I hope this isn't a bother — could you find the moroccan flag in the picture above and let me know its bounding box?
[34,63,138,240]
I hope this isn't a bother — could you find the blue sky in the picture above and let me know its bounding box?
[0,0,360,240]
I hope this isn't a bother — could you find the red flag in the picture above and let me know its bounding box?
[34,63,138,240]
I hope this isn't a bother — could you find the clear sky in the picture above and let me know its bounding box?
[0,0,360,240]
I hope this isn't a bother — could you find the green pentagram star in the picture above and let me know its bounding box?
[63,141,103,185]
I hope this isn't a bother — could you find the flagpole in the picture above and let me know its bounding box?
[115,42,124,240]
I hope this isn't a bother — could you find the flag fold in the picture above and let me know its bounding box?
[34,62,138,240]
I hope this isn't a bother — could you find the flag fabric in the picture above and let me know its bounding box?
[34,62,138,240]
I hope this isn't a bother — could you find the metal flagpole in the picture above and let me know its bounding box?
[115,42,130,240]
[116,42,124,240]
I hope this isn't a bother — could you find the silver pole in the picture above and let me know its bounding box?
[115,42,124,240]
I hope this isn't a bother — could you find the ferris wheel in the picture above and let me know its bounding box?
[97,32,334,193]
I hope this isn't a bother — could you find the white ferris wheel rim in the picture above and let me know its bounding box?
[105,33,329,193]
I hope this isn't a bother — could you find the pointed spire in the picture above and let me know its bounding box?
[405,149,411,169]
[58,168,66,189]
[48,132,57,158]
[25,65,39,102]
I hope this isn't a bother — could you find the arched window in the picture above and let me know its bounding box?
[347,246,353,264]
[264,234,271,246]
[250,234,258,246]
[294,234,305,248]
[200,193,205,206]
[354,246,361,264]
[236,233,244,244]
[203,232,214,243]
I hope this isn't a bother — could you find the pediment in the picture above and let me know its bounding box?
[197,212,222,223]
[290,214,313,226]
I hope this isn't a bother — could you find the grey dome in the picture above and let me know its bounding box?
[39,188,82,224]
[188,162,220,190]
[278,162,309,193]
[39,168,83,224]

^^^^^^^^^^^^^^^^

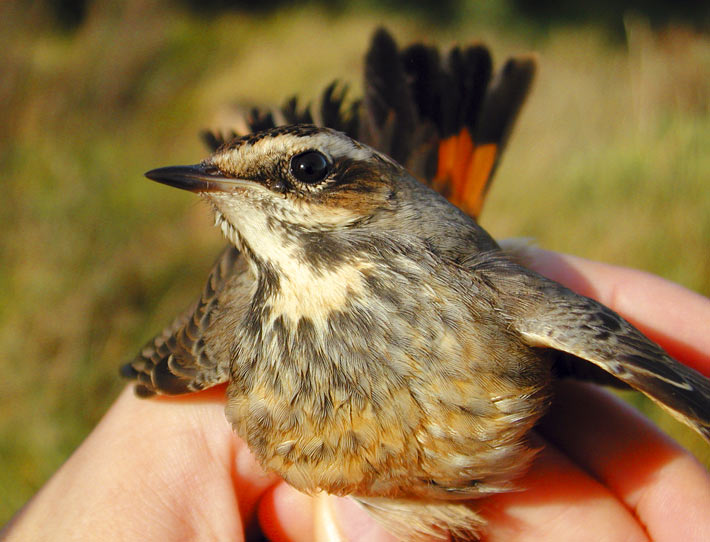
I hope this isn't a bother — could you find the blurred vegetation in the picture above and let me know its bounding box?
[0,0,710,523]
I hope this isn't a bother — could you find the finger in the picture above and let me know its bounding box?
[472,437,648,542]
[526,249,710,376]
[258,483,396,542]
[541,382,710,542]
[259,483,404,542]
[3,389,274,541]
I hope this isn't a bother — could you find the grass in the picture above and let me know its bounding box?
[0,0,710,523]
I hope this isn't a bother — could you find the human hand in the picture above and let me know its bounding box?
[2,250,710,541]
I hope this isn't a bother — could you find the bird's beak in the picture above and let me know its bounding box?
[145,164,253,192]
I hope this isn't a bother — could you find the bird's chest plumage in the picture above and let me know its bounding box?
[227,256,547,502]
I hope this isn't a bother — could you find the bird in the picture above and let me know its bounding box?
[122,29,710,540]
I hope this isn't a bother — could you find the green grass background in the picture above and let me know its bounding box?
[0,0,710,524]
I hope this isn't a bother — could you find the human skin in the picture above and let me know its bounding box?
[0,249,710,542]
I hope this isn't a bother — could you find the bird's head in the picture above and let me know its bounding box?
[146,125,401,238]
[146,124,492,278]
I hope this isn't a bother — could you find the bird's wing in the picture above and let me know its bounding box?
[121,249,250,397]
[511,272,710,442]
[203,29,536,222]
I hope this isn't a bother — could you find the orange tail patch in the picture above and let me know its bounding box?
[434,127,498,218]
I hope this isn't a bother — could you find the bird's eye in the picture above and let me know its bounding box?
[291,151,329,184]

^^^^^^^^^^^^^^^^

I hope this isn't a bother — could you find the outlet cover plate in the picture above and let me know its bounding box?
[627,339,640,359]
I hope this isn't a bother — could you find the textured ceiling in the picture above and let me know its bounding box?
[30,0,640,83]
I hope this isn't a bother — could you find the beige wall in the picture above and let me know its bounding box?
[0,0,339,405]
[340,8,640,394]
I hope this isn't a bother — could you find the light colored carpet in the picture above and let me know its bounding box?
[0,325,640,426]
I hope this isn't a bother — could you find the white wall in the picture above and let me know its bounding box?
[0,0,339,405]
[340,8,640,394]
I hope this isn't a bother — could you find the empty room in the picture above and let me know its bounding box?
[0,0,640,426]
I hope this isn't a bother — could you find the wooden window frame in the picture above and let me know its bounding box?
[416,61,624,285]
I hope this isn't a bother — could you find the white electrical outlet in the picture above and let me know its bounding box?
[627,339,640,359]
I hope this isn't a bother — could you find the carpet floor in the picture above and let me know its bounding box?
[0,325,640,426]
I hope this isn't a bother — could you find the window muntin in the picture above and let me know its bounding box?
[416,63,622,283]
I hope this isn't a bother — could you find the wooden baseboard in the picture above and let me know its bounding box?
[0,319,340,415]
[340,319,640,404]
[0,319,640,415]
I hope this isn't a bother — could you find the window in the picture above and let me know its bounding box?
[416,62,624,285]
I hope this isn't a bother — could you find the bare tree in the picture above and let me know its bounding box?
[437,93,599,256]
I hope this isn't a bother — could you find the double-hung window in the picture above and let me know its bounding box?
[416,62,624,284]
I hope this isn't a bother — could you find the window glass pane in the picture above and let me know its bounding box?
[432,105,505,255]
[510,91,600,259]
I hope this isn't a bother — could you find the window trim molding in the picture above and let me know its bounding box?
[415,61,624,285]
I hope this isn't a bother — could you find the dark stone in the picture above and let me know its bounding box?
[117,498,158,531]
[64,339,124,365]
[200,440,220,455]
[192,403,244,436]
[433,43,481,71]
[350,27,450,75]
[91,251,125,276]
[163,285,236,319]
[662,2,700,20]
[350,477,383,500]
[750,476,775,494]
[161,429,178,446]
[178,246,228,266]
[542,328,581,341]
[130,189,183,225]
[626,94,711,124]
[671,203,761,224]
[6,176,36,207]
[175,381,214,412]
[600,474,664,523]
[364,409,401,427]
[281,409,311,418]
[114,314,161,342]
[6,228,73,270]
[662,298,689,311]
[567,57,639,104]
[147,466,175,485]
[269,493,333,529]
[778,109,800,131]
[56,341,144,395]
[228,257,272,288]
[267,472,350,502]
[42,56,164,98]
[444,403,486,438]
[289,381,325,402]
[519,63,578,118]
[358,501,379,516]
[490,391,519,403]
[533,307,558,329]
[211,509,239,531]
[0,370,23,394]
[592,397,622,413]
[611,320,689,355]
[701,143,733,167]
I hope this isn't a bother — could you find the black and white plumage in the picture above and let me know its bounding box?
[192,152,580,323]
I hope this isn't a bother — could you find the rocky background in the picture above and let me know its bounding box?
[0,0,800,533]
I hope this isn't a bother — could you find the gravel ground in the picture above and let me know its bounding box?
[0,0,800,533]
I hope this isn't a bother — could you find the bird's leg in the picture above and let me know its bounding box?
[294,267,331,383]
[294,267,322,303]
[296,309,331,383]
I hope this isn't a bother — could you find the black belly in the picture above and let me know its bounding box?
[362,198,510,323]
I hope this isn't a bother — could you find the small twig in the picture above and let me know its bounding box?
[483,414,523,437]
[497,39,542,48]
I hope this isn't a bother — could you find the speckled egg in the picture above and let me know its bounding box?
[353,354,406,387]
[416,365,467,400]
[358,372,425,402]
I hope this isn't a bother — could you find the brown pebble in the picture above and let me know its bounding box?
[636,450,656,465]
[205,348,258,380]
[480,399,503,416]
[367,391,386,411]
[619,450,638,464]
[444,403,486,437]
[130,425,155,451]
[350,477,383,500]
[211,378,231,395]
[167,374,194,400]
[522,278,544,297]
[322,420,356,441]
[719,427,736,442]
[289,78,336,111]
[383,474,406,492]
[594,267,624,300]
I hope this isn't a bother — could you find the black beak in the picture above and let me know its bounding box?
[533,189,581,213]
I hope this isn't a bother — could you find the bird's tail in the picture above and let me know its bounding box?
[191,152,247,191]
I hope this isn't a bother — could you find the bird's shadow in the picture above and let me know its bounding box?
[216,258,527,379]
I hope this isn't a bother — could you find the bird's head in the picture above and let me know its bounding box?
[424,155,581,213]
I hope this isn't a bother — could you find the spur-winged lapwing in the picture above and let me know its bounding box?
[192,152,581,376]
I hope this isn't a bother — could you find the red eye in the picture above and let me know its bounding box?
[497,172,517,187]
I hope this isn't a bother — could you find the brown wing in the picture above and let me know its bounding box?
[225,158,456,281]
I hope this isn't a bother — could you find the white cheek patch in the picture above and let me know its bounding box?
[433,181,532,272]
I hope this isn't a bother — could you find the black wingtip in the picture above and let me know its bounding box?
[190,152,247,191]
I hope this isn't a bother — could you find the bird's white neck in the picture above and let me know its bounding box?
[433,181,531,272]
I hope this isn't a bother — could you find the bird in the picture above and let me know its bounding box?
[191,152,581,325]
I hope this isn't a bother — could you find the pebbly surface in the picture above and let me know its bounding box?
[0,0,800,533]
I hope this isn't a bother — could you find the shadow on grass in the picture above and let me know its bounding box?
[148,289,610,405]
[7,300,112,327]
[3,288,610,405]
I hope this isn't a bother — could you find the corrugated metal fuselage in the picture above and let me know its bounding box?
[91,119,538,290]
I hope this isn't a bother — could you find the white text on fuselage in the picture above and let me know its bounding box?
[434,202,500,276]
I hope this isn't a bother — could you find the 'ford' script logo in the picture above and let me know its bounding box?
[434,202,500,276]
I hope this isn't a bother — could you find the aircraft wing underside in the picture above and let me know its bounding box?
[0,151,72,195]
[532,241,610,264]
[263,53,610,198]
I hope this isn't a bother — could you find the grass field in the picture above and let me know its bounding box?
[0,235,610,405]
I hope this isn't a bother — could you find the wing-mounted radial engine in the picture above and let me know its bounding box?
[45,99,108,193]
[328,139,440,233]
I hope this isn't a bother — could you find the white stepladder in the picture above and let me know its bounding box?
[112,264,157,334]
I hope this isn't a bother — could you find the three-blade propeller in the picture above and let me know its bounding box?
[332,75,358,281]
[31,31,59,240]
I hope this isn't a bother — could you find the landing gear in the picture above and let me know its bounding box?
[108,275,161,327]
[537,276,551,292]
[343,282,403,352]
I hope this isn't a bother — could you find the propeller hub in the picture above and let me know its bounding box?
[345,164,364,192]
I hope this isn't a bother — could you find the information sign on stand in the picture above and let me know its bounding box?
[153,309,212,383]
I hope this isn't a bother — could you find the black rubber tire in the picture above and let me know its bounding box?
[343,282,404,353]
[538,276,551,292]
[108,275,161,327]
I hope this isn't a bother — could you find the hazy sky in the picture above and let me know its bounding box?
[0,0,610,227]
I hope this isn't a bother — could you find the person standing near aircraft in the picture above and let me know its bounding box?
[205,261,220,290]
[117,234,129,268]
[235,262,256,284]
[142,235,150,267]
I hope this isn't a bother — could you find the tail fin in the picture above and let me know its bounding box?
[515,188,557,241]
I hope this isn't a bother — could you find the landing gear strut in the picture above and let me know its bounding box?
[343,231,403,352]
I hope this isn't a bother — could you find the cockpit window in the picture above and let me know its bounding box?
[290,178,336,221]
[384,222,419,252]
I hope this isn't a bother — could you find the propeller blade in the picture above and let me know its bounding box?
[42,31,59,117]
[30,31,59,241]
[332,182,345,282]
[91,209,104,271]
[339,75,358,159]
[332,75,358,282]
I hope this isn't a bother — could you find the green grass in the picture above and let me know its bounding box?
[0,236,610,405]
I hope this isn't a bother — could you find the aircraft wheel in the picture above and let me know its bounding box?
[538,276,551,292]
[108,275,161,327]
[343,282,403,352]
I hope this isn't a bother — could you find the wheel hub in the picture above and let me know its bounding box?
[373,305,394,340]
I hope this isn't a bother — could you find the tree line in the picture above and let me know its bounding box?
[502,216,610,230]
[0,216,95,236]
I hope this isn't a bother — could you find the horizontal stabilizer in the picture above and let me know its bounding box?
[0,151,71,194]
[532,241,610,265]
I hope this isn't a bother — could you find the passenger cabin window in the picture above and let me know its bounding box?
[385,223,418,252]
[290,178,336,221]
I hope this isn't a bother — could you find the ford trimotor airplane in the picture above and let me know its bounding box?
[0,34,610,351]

^^^^^^^^^^^^^^^^

### TASK GOAL
Rewrite the rows from the line containing "find the ferris" down through the line containing "[290,214,313,226]", swapping "arched window" for "round window" and keeping everything else unchanged. Give only those lines.

### OUTPUT BELOW
I hope this isn't a bother — could you find the ferris wheel in the picture above and let me know its bounding box?
[97,32,334,193]
I hope this isn't a bother — could you find the white ferris wheel rim in the picture above and let me know its bounding box?
[105,33,329,193]
I hope this isn't a bother — could you find the pointed spire in the picture above and let me know its bounding box?
[405,149,411,169]
[58,168,66,189]
[48,132,57,158]
[25,65,39,102]
I hope this isn't a bother — could you find the round window in the picture above and let me know its bounding box?
[347,246,353,264]
[264,234,271,246]
[250,234,258,246]
[294,234,305,248]
[200,193,205,206]
[354,246,361,264]
[236,233,244,244]
[203,232,214,243]
I hope this isn't a bother — could you find the pediment in the picture above and let me know its bounding box?
[197,212,222,223]
[290,214,313,226]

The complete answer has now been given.